■ TASK TO COMPLETE:
The records below are to be retyped in full, without any alteration.
▼▼▼
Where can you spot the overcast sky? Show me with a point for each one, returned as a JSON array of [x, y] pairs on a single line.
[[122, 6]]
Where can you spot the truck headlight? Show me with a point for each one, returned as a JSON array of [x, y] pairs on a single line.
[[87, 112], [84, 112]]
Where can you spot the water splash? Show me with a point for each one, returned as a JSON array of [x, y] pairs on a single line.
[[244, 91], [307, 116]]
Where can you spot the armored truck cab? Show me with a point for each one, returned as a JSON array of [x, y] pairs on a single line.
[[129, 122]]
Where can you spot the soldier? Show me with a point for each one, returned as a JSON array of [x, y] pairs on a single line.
▲▲▲
■ EXERCISE OUTPUT:
Where can you spot the overcast sky? Show me with a point for each one, returned as a JSON array of [x, y] pairs on a single line.
[[122, 6]]
Where can you spot the truck headlight? Show me with a point for each one, returned as a JSON array of [x, y] pairs on a single line.
[[87, 112], [84, 112]]
Where can you spot the water splash? Show me with a point for each one, returned as a JSON array of [x, y] pairs on a single line.
[[244, 91], [307, 116]]
Where can you spot the armored truck cab? Show me with a point for each one, returned as a JSON array of [x, y] pairs on a single line.
[[129, 122]]
Where can you spot the soldier? Show me with a point for each one, returned as a JSON array of [x, y] pairs on a single line.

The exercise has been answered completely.